• Extrait fourni:

Quelques mois après la sortie de son premier album, Pull à capuche et billets mauves, après un concert réalisé en plein coeur des Halles de Châtelet, au Centrale Place, l’évènement rap organisé par La Place, qu’on a retrouvé l’agent spécial 2-2-3. Entre constats, bilans et visions artistiques, c’est sur le toit du forum des Halles qu’on a discuté avec Doums.
Tu parcours depuis longtemps la scène que ça soit en groupe ou en assurant les backs de Nekfeu, quel effet ça te fait d’avoir de la lumière sur tes propres scènes sous le nom de Doums et que les gens viennent uniquement pour toi ?
Pour être honnête, cela fait déjà quelques années que je fais des scènes en solo ou même les scènes avec Népal, en parallèle de la tournée avec Feu. Mais disons que mon travail est peu exposé et peu valorisé. Je m’explique : peu importe ce que je ferai, on n’en retiendra que le négatif. Qui est le premier rappeur à avoir fait un clip en dessin animé ? Moi. Qui est le premier rappeur francophone à avoir fait Colors ? Moi. Et si on continue, il y a d’autres fois où c’est moi le premier (rires). Mais comme je le dis, c’est peu valorisé ou absent des médias. Même avec les très bon chiffres de Pilote ou Pull à capuche et billets mauves, c’est très paradoxal. Ils apprécient plus mes excès que mon travail. C’est une fois qu’ils voient mon travail que les vestes se retournent. Comme ce milieu, est à l’image des Flammes, c’est plus compliqué pour quelqu’un comme moi qui évolue dans un océan très profond.
Qu’est-ce que tu ressens quand tu es sur scène ? Il y a comme une volonté de te dépasser pour ton public ?

• Lignes de données:
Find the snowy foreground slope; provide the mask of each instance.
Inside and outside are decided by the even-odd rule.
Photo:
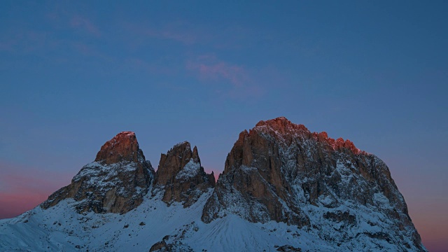
[[[239,135],[215,182],[190,143],[157,172],[135,134],[0,220],[0,251],[426,251],[387,166],[286,118]]]
[[[286,244],[304,251],[340,251],[307,230],[283,223],[251,223],[229,215],[205,224],[200,217],[211,192],[188,208],[179,203],[167,206],[160,195],[146,197],[125,214],[79,214],[71,206],[72,200],[46,210],[38,206],[0,220],[0,251],[148,251],[167,235],[170,236],[167,241],[177,239],[179,251],[273,251],[276,246]]]

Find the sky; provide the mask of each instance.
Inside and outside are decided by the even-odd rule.
[[[157,168],[188,141],[223,170],[285,116],[388,164],[448,247],[448,2],[2,1],[0,218],[70,183],[120,132]]]

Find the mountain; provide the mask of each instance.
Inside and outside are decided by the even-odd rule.
[[[426,251],[387,166],[285,118],[243,131],[215,182],[188,142],[156,172],[118,134],[71,183],[11,219],[0,251]]]
[[[141,204],[154,177],[134,132],[123,132],[106,142],[94,162],[86,164],[71,183],[52,194],[41,206],[47,209],[72,198],[78,213],[125,214]]]

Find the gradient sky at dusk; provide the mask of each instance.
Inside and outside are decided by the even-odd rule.
[[[448,247],[448,2],[18,1],[0,8],[0,218],[136,132],[220,172],[285,116],[388,165],[430,251]]]

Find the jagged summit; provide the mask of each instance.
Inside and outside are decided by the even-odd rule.
[[[214,175],[204,171],[197,148],[192,151],[189,142],[179,143],[160,155],[153,191],[162,190],[165,203],[180,202],[187,207],[214,186]]]
[[[119,133],[70,185],[0,224],[0,251],[426,251],[386,164],[284,117],[241,132],[216,182],[189,142],[155,172],[135,134]]]
[[[285,118],[239,134],[202,220],[229,215],[307,229],[336,251],[425,250],[379,158]]]
[[[121,161],[139,162],[145,160],[143,152],[139,148],[135,133],[125,131],[118,133],[106,141],[97,154],[95,162],[106,164]]]
[[[290,140],[293,136],[300,135],[317,141],[326,143],[326,145],[334,150],[349,150],[354,154],[367,154],[366,152],[356,148],[354,144],[349,139],[344,140],[342,137],[335,139],[329,137],[326,132],[311,132],[304,125],[294,124],[283,116],[266,121],[260,120],[252,130],[254,130],[265,131],[267,134],[271,134],[286,141]],[[251,131],[248,134],[251,134]]]
[[[72,198],[80,212],[126,213],[143,201],[154,177],[135,133],[122,132],[106,141],[95,160],[85,165],[71,183],[52,193],[43,209]]]

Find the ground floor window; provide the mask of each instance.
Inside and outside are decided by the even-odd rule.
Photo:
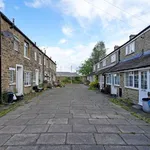
[[[26,86],[31,85],[31,72],[29,71],[24,72],[24,85]]]
[[[111,84],[111,74],[106,75],[106,83]]]
[[[125,85],[127,87],[138,88],[139,87],[139,74],[138,71],[125,73]]]
[[[114,74],[114,85],[120,85],[120,75],[119,75],[119,73]]]
[[[9,68],[9,84],[15,83],[15,68]]]

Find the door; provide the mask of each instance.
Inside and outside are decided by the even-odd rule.
[[[111,84],[111,94],[112,95],[117,95],[117,88],[114,86],[114,78],[115,78],[115,75],[112,74],[112,76],[111,76],[111,81],[112,81],[112,84]]]
[[[39,70],[35,70],[35,84],[39,85]]]
[[[17,94],[23,94],[23,66],[16,65],[16,89]]]
[[[147,93],[148,91],[150,91],[150,75],[149,75],[149,71],[145,70],[145,71],[141,71],[139,73],[139,105],[142,105],[142,98],[146,98],[147,97]]]

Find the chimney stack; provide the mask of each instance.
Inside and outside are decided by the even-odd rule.
[[[115,45],[115,46],[114,46],[114,50],[116,50],[117,48],[119,48],[119,46],[118,46],[118,45]]]
[[[135,36],[136,36],[135,34],[131,34],[131,35],[129,36],[129,40],[133,39]]]

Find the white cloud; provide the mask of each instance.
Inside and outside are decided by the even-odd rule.
[[[63,26],[62,32],[64,35],[71,37],[73,35],[73,29],[69,26]]]
[[[80,64],[87,59],[96,42],[79,45],[71,49],[61,47],[46,47],[46,54],[57,63],[57,71],[76,71]],[[44,46],[41,47],[43,49]]]
[[[18,9],[19,9],[19,7],[18,7],[18,6],[14,6],[14,9],[18,10]]]
[[[66,40],[66,39],[61,39],[60,41],[59,41],[59,44],[65,44],[65,43],[67,43],[68,41]]]
[[[33,0],[32,2],[25,1],[25,5],[33,8],[46,7],[51,4],[51,0]]]
[[[3,0],[0,0],[0,10],[3,10],[5,8],[5,4]]]

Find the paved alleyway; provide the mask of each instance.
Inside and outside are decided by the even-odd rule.
[[[72,85],[46,91],[0,118],[0,150],[150,150],[150,126]]]

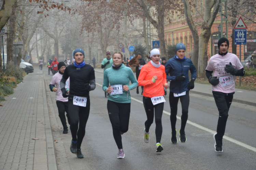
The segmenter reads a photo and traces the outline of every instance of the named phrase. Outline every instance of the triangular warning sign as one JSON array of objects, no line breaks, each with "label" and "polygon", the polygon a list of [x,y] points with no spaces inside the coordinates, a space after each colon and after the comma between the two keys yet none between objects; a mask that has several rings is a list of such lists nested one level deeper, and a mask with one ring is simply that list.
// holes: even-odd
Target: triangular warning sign
[{"label": "triangular warning sign", "polygon": [[159,48],[159,46],[158,46],[158,45],[157,44],[157,43],[156,43],[156,42],[155,43],[155,45],[154,45],[154,46],[153,46],[153,48]]},{"label": "triangular warning sign", "polygon": [[242,19],[242,17],[240,17],[238,20],[234,27],[234,29],[247,29],[248,28],[244,22],[244,20]]}]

• Travail demandé:
Résumez en deux phrases l'entretien avec Doums présenté dans l'extrait fourni.

• Résultat de l'exercice:
Quelques mois après la sortie de son premier album, Pull à capuche et billets mauves, et après un concert au Centrale Place, Doums a été interrogé sur le toit du forum des Halles. Il y explique qu'il se produit depuis plusieurs années en solo ou avec Népal, mais que son travail reste peu exposé et peu valorisé par les médias, bien qu'il ait été le premier rappeur à réaliser un clip en dessin animé et le premier rappeur francophone à faire Colors.